## BEGIN INFORMATION SUPPLIED

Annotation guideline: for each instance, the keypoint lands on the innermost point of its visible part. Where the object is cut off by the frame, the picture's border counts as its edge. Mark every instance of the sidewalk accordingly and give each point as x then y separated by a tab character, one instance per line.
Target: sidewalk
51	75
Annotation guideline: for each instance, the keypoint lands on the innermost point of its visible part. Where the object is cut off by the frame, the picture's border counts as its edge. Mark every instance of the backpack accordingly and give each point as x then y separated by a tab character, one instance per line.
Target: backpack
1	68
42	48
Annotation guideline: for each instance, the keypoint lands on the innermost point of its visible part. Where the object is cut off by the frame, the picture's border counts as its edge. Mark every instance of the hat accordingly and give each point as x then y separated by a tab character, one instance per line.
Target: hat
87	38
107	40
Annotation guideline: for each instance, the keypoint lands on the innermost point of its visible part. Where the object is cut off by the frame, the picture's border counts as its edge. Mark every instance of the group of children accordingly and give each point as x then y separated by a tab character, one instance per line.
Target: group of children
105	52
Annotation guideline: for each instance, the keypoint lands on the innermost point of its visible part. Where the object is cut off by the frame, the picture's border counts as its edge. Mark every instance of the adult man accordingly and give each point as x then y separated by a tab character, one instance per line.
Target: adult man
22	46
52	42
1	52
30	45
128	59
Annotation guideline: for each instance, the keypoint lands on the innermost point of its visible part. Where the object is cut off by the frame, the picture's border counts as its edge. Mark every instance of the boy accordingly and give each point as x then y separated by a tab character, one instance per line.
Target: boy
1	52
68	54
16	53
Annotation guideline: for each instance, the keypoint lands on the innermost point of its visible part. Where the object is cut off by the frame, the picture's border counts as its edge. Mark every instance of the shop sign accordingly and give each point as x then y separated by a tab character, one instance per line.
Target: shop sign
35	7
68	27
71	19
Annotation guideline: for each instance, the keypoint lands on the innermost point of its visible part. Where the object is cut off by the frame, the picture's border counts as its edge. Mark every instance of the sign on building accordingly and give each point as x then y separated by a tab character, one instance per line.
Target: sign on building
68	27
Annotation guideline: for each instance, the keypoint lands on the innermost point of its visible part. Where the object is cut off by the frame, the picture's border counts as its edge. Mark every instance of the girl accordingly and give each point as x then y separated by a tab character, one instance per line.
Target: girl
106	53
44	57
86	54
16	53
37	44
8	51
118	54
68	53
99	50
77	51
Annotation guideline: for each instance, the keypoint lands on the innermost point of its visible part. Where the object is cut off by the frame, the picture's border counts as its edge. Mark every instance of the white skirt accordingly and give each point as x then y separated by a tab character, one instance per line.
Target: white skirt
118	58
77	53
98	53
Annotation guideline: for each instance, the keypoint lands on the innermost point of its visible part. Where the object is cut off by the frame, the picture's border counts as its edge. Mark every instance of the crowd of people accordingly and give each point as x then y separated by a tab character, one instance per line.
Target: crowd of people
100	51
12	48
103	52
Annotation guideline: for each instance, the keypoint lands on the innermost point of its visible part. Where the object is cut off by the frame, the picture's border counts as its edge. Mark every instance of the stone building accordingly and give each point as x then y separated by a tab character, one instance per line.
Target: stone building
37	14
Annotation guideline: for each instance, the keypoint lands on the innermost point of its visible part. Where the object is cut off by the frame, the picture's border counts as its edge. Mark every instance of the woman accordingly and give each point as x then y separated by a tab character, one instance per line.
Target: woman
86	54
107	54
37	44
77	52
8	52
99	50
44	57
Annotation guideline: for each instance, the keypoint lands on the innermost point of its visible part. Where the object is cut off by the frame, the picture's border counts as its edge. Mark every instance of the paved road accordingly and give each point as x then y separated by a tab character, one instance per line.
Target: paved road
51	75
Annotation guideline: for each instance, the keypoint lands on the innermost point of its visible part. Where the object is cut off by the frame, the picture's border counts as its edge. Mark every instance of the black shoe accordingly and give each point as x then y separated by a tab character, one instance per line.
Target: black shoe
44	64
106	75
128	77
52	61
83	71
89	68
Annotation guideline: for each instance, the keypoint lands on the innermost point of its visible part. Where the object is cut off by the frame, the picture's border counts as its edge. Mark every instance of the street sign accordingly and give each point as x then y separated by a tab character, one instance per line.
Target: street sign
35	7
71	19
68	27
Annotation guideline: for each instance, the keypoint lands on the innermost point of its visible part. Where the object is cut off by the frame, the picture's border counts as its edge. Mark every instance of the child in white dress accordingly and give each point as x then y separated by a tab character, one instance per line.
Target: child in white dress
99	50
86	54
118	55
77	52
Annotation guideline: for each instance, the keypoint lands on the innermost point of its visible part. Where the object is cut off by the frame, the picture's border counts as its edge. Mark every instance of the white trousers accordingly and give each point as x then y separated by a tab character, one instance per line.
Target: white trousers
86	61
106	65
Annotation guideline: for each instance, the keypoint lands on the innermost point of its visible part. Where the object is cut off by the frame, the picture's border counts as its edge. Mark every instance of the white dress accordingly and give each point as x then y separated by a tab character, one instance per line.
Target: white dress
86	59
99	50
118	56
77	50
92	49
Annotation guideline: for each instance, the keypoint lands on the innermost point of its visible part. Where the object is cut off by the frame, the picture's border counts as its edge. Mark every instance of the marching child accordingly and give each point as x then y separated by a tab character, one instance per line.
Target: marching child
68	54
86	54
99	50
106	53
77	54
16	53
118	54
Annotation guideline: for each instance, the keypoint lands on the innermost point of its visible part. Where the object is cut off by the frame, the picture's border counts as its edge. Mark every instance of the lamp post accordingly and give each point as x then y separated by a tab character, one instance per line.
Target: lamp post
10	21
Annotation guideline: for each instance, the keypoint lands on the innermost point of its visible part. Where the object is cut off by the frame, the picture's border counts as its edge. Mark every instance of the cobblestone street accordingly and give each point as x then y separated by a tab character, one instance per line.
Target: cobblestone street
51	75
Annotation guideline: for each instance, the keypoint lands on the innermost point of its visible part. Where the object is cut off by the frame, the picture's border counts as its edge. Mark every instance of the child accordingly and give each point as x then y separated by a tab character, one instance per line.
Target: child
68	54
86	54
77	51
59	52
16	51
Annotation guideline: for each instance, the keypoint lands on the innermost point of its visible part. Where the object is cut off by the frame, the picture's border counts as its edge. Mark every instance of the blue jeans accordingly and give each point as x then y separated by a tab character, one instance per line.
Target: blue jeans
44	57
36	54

## END INFORMATION SUPPLIED

— YOUR TASK —
Beginning with the line that contains "of the blue", repeat every line through the end of the records and nothing more.

— ANSWER TO THE PROBLEM —
Annotation guideline: for each instance, the keypoint lands on the innermost point of its visible part. Where the object is cut off by the frame, the picture's border counts as its edge. Mark every instance of the blue jeans accordingly and give each point as x then y separated by a tab character, one instance per line.
Target: blue jeans
44	57
36	54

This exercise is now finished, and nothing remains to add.